# Your objective
Where does the word "rough" show up in the records? Copy every line that has it.

# Material to process
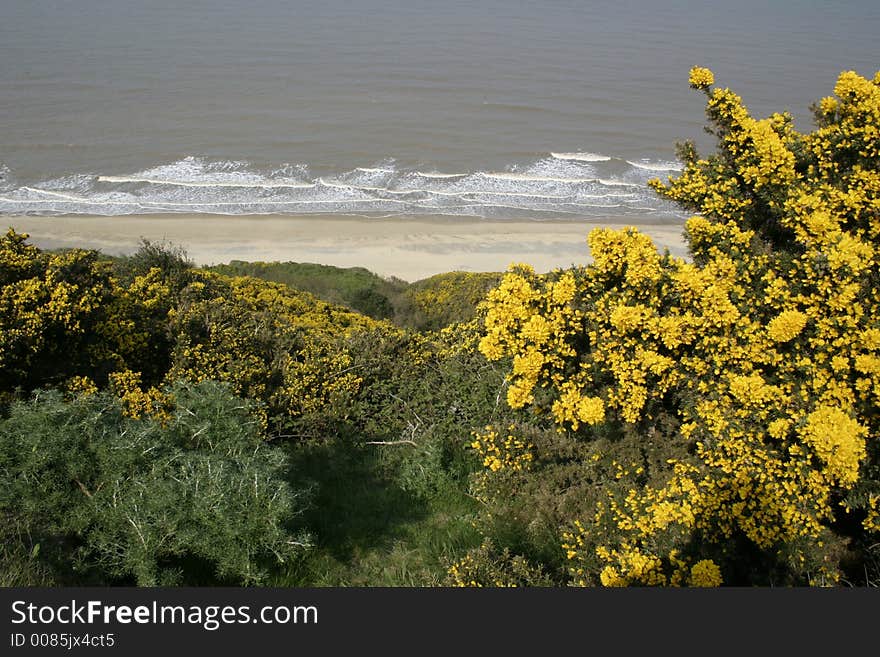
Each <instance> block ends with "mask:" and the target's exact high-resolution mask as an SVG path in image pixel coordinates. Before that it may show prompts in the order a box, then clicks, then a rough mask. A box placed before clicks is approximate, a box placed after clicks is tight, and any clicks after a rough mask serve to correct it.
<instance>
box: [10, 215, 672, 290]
mask: <svg viewBox="0 0 880 657" xmlns="http://www.w3.org/2000/svg"><path fill="white" fill-rule="evenodd" d="M3 223H5V224H6V226H11V227H13V228H15V230H17V231H19V232H25V233H28V234H29V235H30V241H31V243H32V244H35V245H36V246H39V247H41V248H47V249H49V248H65V247H80V248H90V249H98V250H100V251H102V252H104V253H107V254H111V255H119V254H126V253H131V252H132V251H134V250H135V249H137V247H138V245H139V243H140V240H141V238H144V239H148V240H150V241H153V242H167V243H171V244H174V245H177V246H181V247H183V248H184V249H185V250H186V252H187V254H188V255H189V257H190V258H191V259H192V260H193V261H195V263H196V264H198V265H211V264H220V263H226V262H229V261H231V260H245V261H263V262H275V261H279V262H287V261H289V262H312V263H319V264H325V265H335V266H337V267H366V268H367V269H369V270H371V271H373V272H375V273H377V274H379V275H381V276H385V277H390V276H395V277H397V278H401V279H403V280H406V281H410V282H412V281H416V280H420V279H423V278H427V277H428V276H432V275H434V274H439V273H443V272H448V271H503V270H505V269H506V268H507V267H508V265H510V264H511V263H514V262H525V263H529V264H531V265H532V266H533V267H534V268H535V269H536V270H537V271H538V272H547V271H550V270H552V269H555V268H557V267H569V266H571V265H578V264H586V263H588V262H589V259H590V258H589V248H588V247H587V244H586V237H587V234H588V233H589V231H590V230H592V229H593V228H595V227H599V226H609V227H620V226H621V224H619V223H616V224H615V223H611V222H609V223H602V222H590V223H589V224H587V223H575V222H538V221H487V220H478V219H457V218H450V217H417V218H406V217H394V218H382V219H378V218H366V217H348V216H328V215H312V216H303V215H299V216H278V215H269V216H260V215H249V216H221V215H183V214H175V215H131V216H115V217H105V216H84V215H75V216H53V217H46V216H7V217H4V218H3ZM6 226H4V227H3V228H5V227H6ZM639 229H640V230H642V231H643V232H645V233H647V234H649V235H651V237H652V238H653V239H654V241H655V243H656V244H657V245H658V247H659V248H660V250H661V251H662V250H663V249H664V248H668V249H669V251H670V252H671V253H673V254H675V255H684V254H685V250H684V243H683V240H682V235H681V233H682V229H681V227H680V226H675V225H644V226H639Z"/></svg>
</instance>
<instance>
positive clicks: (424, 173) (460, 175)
mask: <svg viewBox="0 0 880 657" xmlns="http://www.w3.org/2000/svg"><path fill="white" fill-rule="evenodd" d="M415 175H417V176H421V177H422V178H440V179H443V178H466V177H467V176H469V175H471V174H469V173H424V172H422V171H416V173H415Z"/></svg>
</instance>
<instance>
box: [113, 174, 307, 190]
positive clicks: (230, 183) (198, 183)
mask: <svg viewBox="0 0 880 657" xmlns="http://www.w3.org/2000/svg"><path fill="white" fill-rule="evenodd" d="M98 182H112V183H145V184H148V185H171V186H173V187H237V188H259V189H284V188H290V189H311V188H312V187H314V186H315V184H314V183H301V182H260V183H251V182H220V181H206V182H189V181H184V180H162V179H157V178H137V177H133V176H98Z"/></svg>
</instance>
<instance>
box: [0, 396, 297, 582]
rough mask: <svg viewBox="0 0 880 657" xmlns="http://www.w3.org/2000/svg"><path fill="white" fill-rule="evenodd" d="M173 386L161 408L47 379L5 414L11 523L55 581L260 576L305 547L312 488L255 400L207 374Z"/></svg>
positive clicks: (4, 461) (159, 578)
mask: <svg viewBox="0 0 880 657" xmlns="http://www.w3.org/2000/svg"><path fill="white" fill-rule="evenodd" d="M168 392H169V393H170V394H171V395H172V396H173V398H174V400H175V405H174V409H173V411H172V413H171V414H170V417H169V418H167V419H162V420H159V419H155V418H151V417H144V418H141V419H132V418H129V417H126V416H125V414H124V413H123V408H122V405H121V404H120V402H119V401H118V400H117V399H116V398H114V397H112V396H111V395H110V394H109V393H95V394H92V395H88V396H81V397H77V398H74V399H69V400H67V399H64V398H63V397H62V395H61V393H58V392H53V391H49V392H40V393H37V394H35V395H34V397H33V398H32V399H31V400H30V401H27V402H21V401H20V402H15V403H13V404H12V406H11V408H10V414H9V417H8V418H7V419H4V420H2V421H0V471H2V472H3V476H4V480H5V481H6V482H7V483H6V484H5V485H4V486H3V488H2V490H0V513H2V515H3V517H4V518H6V519H7V522H6V523H4V525H5V526H4V534H6V535H7V536H8V538H9V539H10V540H16V541H18V542H19V543H23V539H22V537H25V536H26V537H27V539H26V541H27V544H26V545H23V546H22V548H23V549H25V550H27V551H28V553H30V554H32V555H34V557H35V559H36V561H37V565H38V566H39V568H42V569H46V570H48V571H50V572H51V573H52V576H53V578H54V579H55V580H56V581H58V582H59V583H65V584H79V583H97V584H112V583H126V582H133V583H136V584H138V585H156V584H206V583H229V584H255V583H259V582H261V581H263V580H264V579H265V577H266V576H267V575H268V573H270V572H271V570H272V569H273V568H276V567H278V566H279V565H281V564H282V563H284V562H286V561H288V560H291V559H296V558H297V557H298V556H299V555H300V553H301V552H303V549H304V548H305V547H306V545H307V543H308V539H307V537H306V536H305V535H303V534H302V532H296V531H294V530H293V527H294V523H295V522H296V521H297V516H298V515H299V514H300V513H302V511H303V510H304V509H305V508H306V506H307V504H308V497H309V496H308V492H307V490H305V489H304V488H302V487H297V486H296V485H295V484H294V485H292V484H290V483H289V478H290V477H291V476H292V474H291V473H289V472H288V471H287V461H286V458H285V456H284V452H283V451H282V450H280V449H278V448H275V447H272V446H269V445H266V444H264V443H263V441H262V439H261V437H260V435H261V431H260V430H261V427H260V424H261V417H260V415H259V414H254V413H253V411H254V405H253V404H252V403H251V402H248V401H246V400H242V399H240V398H237V397H235V396H234V395H232V394H231V393H230V392H229V391H228V389H227V388H226V387H225V386H221V385H218V384H216V383H211V382H205V383H201V384H198V385H195V386H192V385H184V384H178V385H176V386H174V387H172V388H170V389H169V391H168ZM13 527H15V528H16V530H15V532H14V533H13V532H12V531H11V528H13ZM21 553H22V549H19V550H18V554H17V562H16V563H17V564H18V565H17V567H20V564H21ZM15 556H16V555H12V554H9V553H6V554H4V555H3V557H4V562H5V567H9V562H10V561H12V559H11V557H15ZM32 572H33V573H37V575H39V572H38V569H37V568H34V569H32ZM37 575H33V576H32V578H34V577H37ZM19 579H23V580H27V577H20V578H19Z"/></svg>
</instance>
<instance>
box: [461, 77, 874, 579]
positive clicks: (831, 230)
mask: <svg viewBox="0 0 880 657" xmlns="http://www.w3.org/2000/svg"><path fill="white" fill-rule="evenodd" d="M690 82H691V86H692V87H693V88H695V89H699V90H701V91H703V92H704V93H705V95H706V98H707V106H706V108H707V116H708V118H709V121H710V129H711V132H712V133H713V134H714V135H715V136H716V138H717V150H716V152H715V153H713V154H711V155H709V156H708V157H700V156H699V155H698V154H697V152H696V149H695V147H694V146H693V144H692V143H685V144H683V145H682V146H681V147H680V156H681V158H682V160H683V162H684V170H683V172H682V173H681V175H678V176H675V177H671V178H670V179H669V180H668V181H667V182H665V183H664V182H661V181H659V180H654V181H652V182H651V186H652V187H653V188H654V189H655V190H656V191H657V192H658V193H660V194H661V195H663V196H665V197H667V198H669V199H672V200H674V201H676V202H678V203H679V204H680V205H681V206H682V207H684V208H686V209H687V210H689V211H691V212H694V213H696V214H695V215H694V216H693V217H692V218H691V219H689V220H688V221H687V223H686V227H685V237H686V240H687V242H688V244H689V247H690V254H691V258H690V259H689V260H684V259H680V258H674V257H671V256H670V255H669V254H668V253H662V254H661V253H659V252H658V251H657V249H656V247H655V246H654V244H653V243H652V242H651V240H650V239H649V238H648V237H646V236H645V235H643V234H641V233H639V232H638V231H637V230H636V229H634V228H629V229H625V230H620V231H614V230H606V229H596V230H594V231H593V232H592V233H591V234H590V236H589V245H590V251H591V254H592V257H593V263H592V264H591V265H590V266H588V267H581V268H575V269H571V270H568V271H564V272H555V273H554V274H552V275H550V276H537V275H536V274H535V273H534V272H533V271H532V270H531V269H530V268H529V267H527V266H517V267H513V268H512V269H511V271H510V272H509V273H508V274H507V275H506V276H505V278H504V280H503V281H502V282H501V285H500V286H499V287H498V288H497V289H495V290H494V291H492V292H491V293H490V294H489V297H488V301H487V305H486V310H485V315H484V323H485V336H484V337H483V338H482V340H481V342H480V350H481V351H482V353H483V354H484V355H485V356H486V357H487V358H489V359H490V360H495V359H499V358H512V359H513V362H512V367H511V369H510V370H509V372H508V382H509V386H508V388H507V402H508V404H509V405H510V406H511V407H513V408H521V409H523V410H525V411H527V412H528V413H529V415H530V416H531V418H532V420H531V421H530V422H529V423H528V424H527V426H524V427H523V426H511V427H491V428H487V429H486V430H484V431H483V432H482V433H480V434H479V435H478V436H477V437H476V440H475V441H474V447H475V449H477V450H478V451H480V452H481V453H482V454H484V455H486V461H485V462H486V464H487V465H488V466H489V471H488V472H486V473H484V474H482V475H480V476H479V479H478V484H479V486H480V489H481V496H482V498H483V499H484V500H485V501H486V502H487V504H488V505H489V508H490V510H489V511H488V512H487V516H491V517H492V518H493V519H495V518H497V517H498V516H499V514H503V515H504V516H505V518H509V519H510V520H505V521H504V522H503V523H502V524H503V525H505V527H504V528H503V530H504V531H509V530H508V528H507V527H508V526H511V525H513V524H518V526H520V527H521V534H522V537H521V542H522V543H523V545H520V546H516V547H517V548H518V549H519V550H520V554H521V555H523V556H524V557H526V558H528V557H532V561H534V562H535V564H536V565H540V566H545V567H546V566H552V567H553V568H555V571H556V574H557V578H558V579H559V581H562V579H565V580H566V581H571V582H573V583H577V584H584V585H598V584H603V585H613V586H618V585H633V584H635V585H653V584H672V585H717V584H722V583H728V584H758V585H771V584H777V585H778V584H783V585H805V584H833V583H838V582H849V583H860V584H866V583H873V584H876V582H877V581H878V576H880V572H878V559H877V545H878V544H877V531H878V529H880V524H878V517H880V516H878V502H880V478H878V475H880V470H878V466H880V461H878V456H880V450H878V442H877V432H878V420H880V416H878V412H877V409H878V394H880V354H878V350H880V295H878V290H880V287H878V283H880V269H878V266H880V262H878V251H877V249H878V244H880V74H878V76H876V77H875V78H874V79H873V80H868V79H865V78H862V77H860V76H859V75H857V74H856V73H854V72H845V73H843V74H841V76H840V78H839V79H838V81H837V85H836V86H835V89H834V91H835V97H829V98H825V99H823V100H822V101H821V102H820V103H819V104H818V105H817V107H816V110H815V113H816V123H817V127H816V129H815V130H814V131H813V132H810V133H799V132H797V131H796V130H795V129H794V127H793V125H792V119H791V117H790V116H789V115H787V114H774V115H772V116H770V117H768V118H766V119H761V120H757V119H754V118H752V117H751V115H750V114H749V113H748V111H747V109H746V108H745V106H744V105H743V103H742V101H741V99H740V98H739V97H738V96H737V95H735V94H734V93H733V92H732V91H730V90H729V89H724V88H718V87H713V86H712V85H713V76H712V73H711V72H710V71H708V70H707V69H701V68H696V69H694V70H692V71H691V77H690ZM535 427H540V428H542V429H543V432H540V433H536V432H535ZM550 431H553V432H554V433H555V436H551V434H550V433H548V432H550ZM505 436H506V437H505ZM539 503H540V504H539ZM530 509H531V510H530ZM524 510H525V511H524ZM548 515H549V518H546V516H548ZM545 518H546V519H545ZM554 528H555V529H556V531H557V532H561V537H559V538H558V541H557V542H556V554H555V558H554V559H547V558H546V557H542V555H541V554H540V549H541V548H543V549H545V550H546V549H548V548H549V547H552V546H553V542H552V541H550V540H548V539H547V535H548V533H549V532H551V531H552V530H553V529H554ZM486 533H487V535H488V536H489V537H490V538H495V537H496V535H497V533H498V530H497V529H492V528H490V529H489V531H487V532H486ZM557 535H558V534H557ZM495 542H496V543H497V544H500V545H502V546H504V545H505V544H504V543H499V542H498V541H497V538H496V541H495ZM508 544H509V543H508ZM528 550H531V552H529V551H528ZM533 555H534V556H533ZM535 557H537V559H536V558H535ZM481 563H482V562H480V561H479V560H476V561H475V560H474V559H471V560H466V561H463V562H462V563H461V564H459V565H457V567H456V571H455V574H456V578H457V580H459V581H461V582H464V583H467V582H471V581H475V582H480V581H481V580H480V575H481V574H482V575H484V576H487V577H488V574H487V573H488V572H490V571H486V572H485V573H484V572H483V571H482V570H480V568H479V567H478V566H479V565H480V564H481ZM475 564H476V565H475ZM560 564H565V566H566V567H565V573H564V575H563V574H562V572H560ZM490 570H491V569H490Z"/></svg>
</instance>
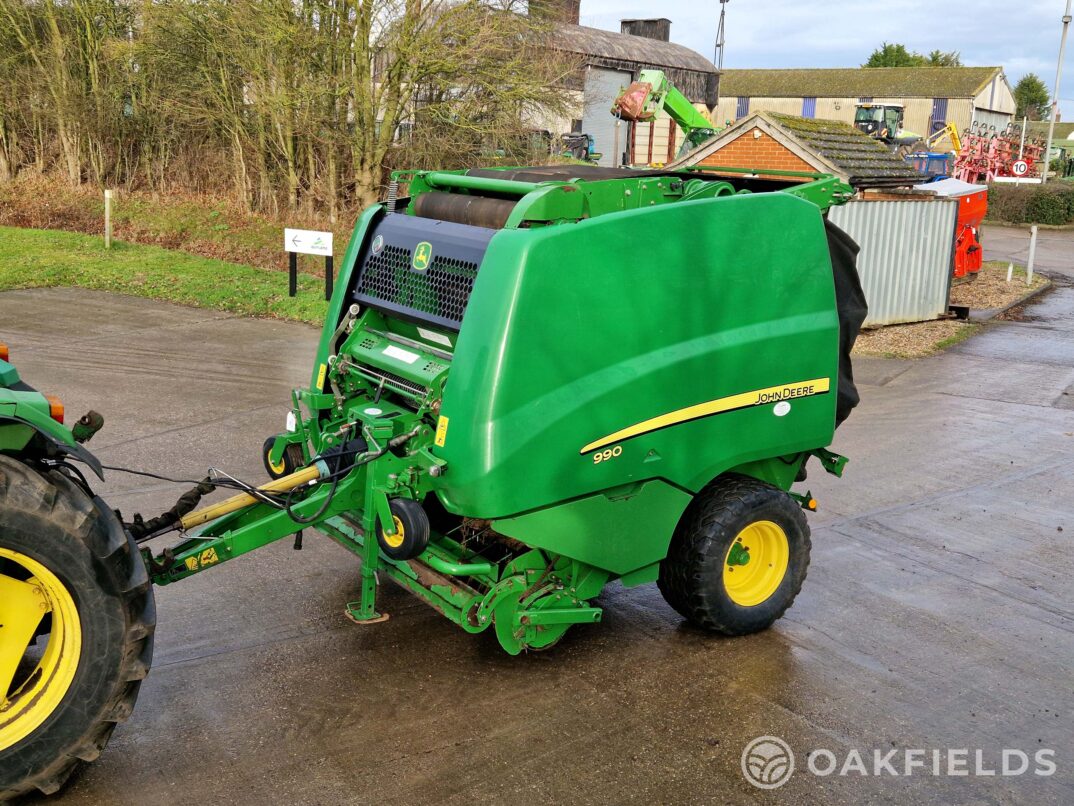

# Output of the task
Each <instance> block ends with "mask:" and the target's exact high-resolution mask as an SVG path in image pixel coordinates. Before that it may show prompts in the order a box, then clicks, then a rough mask. A box placed before clicks is approximate, a box placed after clicks is tight, and any clicks after a rough mask serve to correct it.
rough mask: <svg viewBox="0 0 880 657" xmlns="http://www.w3.org/2000/svg"><path fill="white" fill-rule="evenodd" d="M173 386L161 408L47 379L5 414L11 523L55 581L260 576L305 547L312 488L255 400L207 374Z"/></svg>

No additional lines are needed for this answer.